*Required task*:
Convert the material below into a numbered list with one entry per line, omitting any blank lines.
***** Exercise input *****
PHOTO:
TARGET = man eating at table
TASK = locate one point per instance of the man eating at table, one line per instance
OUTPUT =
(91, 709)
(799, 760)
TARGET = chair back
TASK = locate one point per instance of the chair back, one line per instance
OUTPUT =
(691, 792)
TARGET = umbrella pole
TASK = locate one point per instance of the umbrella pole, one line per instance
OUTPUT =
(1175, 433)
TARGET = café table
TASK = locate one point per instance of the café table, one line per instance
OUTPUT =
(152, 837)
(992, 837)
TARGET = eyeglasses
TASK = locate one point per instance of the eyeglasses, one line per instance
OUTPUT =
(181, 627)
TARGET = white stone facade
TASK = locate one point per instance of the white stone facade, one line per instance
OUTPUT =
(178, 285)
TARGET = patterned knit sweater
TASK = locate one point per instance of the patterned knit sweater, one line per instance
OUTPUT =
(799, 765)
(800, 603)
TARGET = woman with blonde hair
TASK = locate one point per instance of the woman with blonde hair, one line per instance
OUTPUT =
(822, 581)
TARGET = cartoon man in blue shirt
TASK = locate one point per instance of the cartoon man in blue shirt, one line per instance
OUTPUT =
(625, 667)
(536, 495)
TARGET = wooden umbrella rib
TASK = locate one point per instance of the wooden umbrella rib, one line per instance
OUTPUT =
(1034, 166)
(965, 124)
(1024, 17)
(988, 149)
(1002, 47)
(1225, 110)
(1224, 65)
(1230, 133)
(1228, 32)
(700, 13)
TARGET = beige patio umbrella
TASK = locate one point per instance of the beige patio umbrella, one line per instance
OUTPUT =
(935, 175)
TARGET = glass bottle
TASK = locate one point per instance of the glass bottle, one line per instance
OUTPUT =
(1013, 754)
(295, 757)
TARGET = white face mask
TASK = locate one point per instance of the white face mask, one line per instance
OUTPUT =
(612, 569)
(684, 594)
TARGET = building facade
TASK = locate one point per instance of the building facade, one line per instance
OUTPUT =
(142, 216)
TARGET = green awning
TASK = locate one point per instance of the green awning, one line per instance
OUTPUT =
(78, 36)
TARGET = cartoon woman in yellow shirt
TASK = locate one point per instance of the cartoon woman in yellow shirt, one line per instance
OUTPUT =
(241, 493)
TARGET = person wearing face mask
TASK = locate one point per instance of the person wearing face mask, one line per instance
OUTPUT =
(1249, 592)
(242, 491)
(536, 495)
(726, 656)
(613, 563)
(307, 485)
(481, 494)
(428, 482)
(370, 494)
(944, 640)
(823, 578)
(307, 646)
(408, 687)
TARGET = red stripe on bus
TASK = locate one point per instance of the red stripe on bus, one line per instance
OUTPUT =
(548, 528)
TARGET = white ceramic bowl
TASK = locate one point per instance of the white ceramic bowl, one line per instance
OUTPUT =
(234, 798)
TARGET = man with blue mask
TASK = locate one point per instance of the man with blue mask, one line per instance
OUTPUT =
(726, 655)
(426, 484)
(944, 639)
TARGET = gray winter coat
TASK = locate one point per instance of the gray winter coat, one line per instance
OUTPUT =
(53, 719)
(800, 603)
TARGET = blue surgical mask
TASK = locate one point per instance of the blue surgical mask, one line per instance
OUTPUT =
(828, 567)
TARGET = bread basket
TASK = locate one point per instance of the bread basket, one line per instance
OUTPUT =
*****
*Output*:
1. PHOTO:
2. TARGET = man eating at table
3. TASK = locate one point per instance of the man eating at table, one line per instance
4. OUTPUT =
5. (91, 709)
6. (799, 760)
7. TARGET = chair back
8. TASK = locate one point per instance of the chair back, one line per instance
9. OUTPUT =
10. (691, 792)
11. TARGET = umbrella pole
12. TASK = locate one point per instance of the umbrella pole, one line per instance
13. OUTPUT =
14. (1175, 433)
15. TARGET = café table
16. TASK = locate one point per instance of the café table, one line per instance
17. OUTPUT =
18. (152, 837)
19. (992, 837)
20. TARGET = eyeglasses
21. TASK = locate one point per instance of the eyeglasses, one line per instance
22. OUTPUT =
23. (181, 627)
24. TARGET = white stone facade
25. TASK = locate one point per instance of the white stone facade, one line per instance
26. OUTPUT =
27. (178, 285)
28. TARGET = patterned knit sweater
29. TASK = locate one point per instance of the patterned knit sweater, one line per instance
30. OUTPUT =
31. (799, 765)
32. (800, 603)
33. TARGET = woman with blonde hair
34. TASK = locate one point per instance of the woman with blonde hair, one line per instance
35. OUTPUT =
36. (822, 581)
37. TARGET = cartoon man in blue shirt
38. TASK = locate one point per instance of the cartoon man in blue shirt, one line per instance
39. OUTPUT =
40. (625, 667)
41. (536, 495)
42. TARGET = wooden umbrella rib
43. TASK = locate one point per instance of the wooden umbrella rib, one line per instance
44. OUTPUT =
45. (1034, 166)
46. (965, 124)
47. (1024, 17)
48. (988, 149)
49. (1002, 47)
50. (1225, 110)
51. (1224, 65)
52. (1230, 133)
53. (1228, 32)
54. (700, 13)
55. TARGET = beige patio umbrella
56. TASK = locate one point per instance of the beige patio umbrella, one line per instance
57. OUTPUT =
58. (935, 175)
59. TARGET = glass bottle
60. TASK = locate one point per instance of the glass bottle, one line per instance
61. OUTPUT =
62. (1013, 754)
63. (295, 757)
64. TARGET = white face mask
65. TASK = locate one point per instance of the white face mask, one line per instance
66. OUTPUT =
67. (612, 569)
68. (684, 594)
69. TARGET = building facade
70. TASK = locate one point per instance of the building facade, one line per instance
71. OUTPUT =
72. (142, 216)
73. TARGET = green awning
74. TASK = locate one point per instance of the green awning, one line per instance
75. OUTPUT =
76. (78, 36)
77. TARGET = cartoon woman in yellow shirt
78. TASK = locate one point per instance of the cartoon woman in yellow shirt, one line per instance
79. OUTPUT =
80. (241, 493)
81. TARGET = person wearing face mask
82. TASK = locate one point per instance of the person wearing face mask, one line per instance
83. OUTPUT =
84. (1249, 592)
85. (242, 491)
86. (536, 495)
87. (726, 656)
88. (613, 563)
89. (307, 485)
90. (481, 494)
91. (428, 482)
92. (370, 494)
93. (944, 640)
94. (823, 578)
95. (307, 646)
96. (408, 687)
97. TARGET = red stripe on bus
98. TASK = locate one point per instance of the red stripe on bus, one line per instance
99. OUTPUT =
100. (548, 528)
101. TARGET = white ceramic bowl
102. TASK = locate one point per instance of the white ceramic bowl, one line per instance
103. OUTPUT =
104. (234, 798)
105. TARGET = man with blue mask
106. TASK = locate one point per instance of the man with blue mask, one line per instance
107. OUTPUT =
108. (726, 655)
109. (426, 484)
110. (944, 639)
111. TARGET = gray winter coat
112. TASK = locate one point per instance of the gray winter coat, one line per instance
113. OUTPUT =
114. (53, 719)
115. (800, 603)
116. TARGET = blue surgical mask
117. TASK = locate one point per instance of the blue surgical mask, one line per instance
118. OUTPUT =
119. (828, 567)
120. TARGET = bread basket
121. TASK = locate one point per instance of the bread basket, one line per instance
122. OUTPUT =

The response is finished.